→ **Page extract**
================================
Goods given in part-exchange
18. - (1) This regulation applies on the cancellation of
a contract under regulation 10 where the supplier agreed
to take goods in part-exchange (the "part-exchange
goods") and those goods have been delivered to him.
(2) Unless, before the end of the period of 10 days
beginning with the date of cancellation, the
part-exchange goods are returned to the consumer in a
condition substantially as good as when they were
delivered to the supplier, the consumer shall be
entitled to recover from the supplier a sum equal to the
part-exchange allowance.
(3) In this regulation the part-exchange allowance means
the sum agreed as such in the cancelled contract, or if
no such sum was agreed, such sum as it would have been
reasonable to allow in respect of the part-exchange
goods if no notice of cancellation had been served.
(4) Where the consumer recovers from the supplier a sum
equal to the part-exchange allowance, the title of the
consumer to the part-exchange goods shall vest in the
supplier (if it has not already done so) on recovery of
that sum.
================================
→ **Short task**
Copy out the regulation on part-exchange goods word for word, starting with "Goods given in" and going on through "part-exchange allowance.". The data after this point was taken from a separate source.

→ **Material provided**
================================
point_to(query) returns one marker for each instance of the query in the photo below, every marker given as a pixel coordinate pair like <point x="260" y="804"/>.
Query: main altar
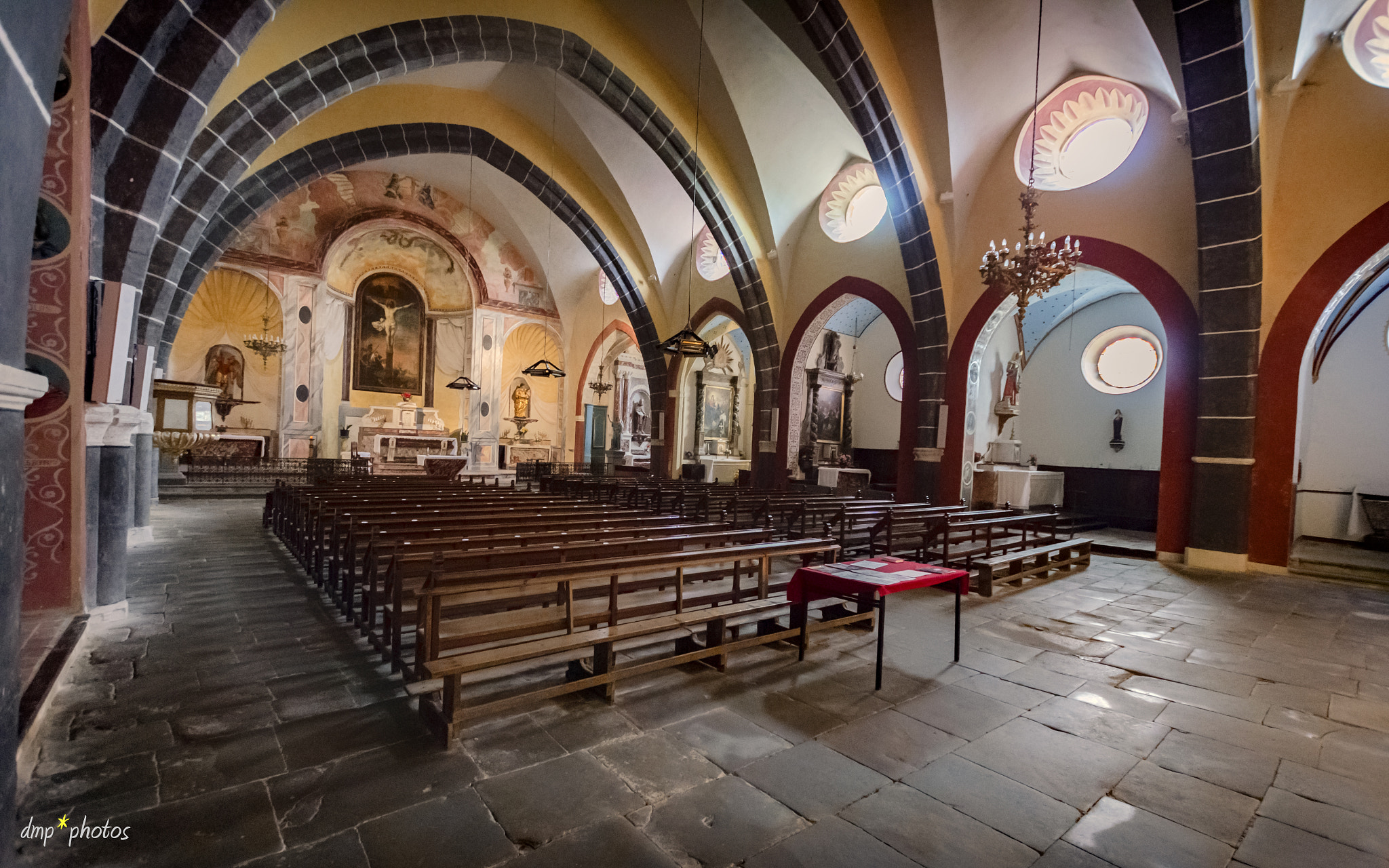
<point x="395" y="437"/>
================================
→ **Solution below**
Goods given in part-exchange
18. - (1) This regulation applies on the cancellation of
a contract under regulation 10 where the supplier agreed
to take goods in part-exchange (the "part-exchange
goods") and those goods have been delivered to him.
(2) Unless, before the end of the period of 10 days
beginning with the date of cancellation, the
part-exchange goods are returned to the consumer in a
condition substantially as good as when they were
delivered to the supplier, the consumer shall be
entitled to recover from the supplier a sum equal to the
part-exchange allowance.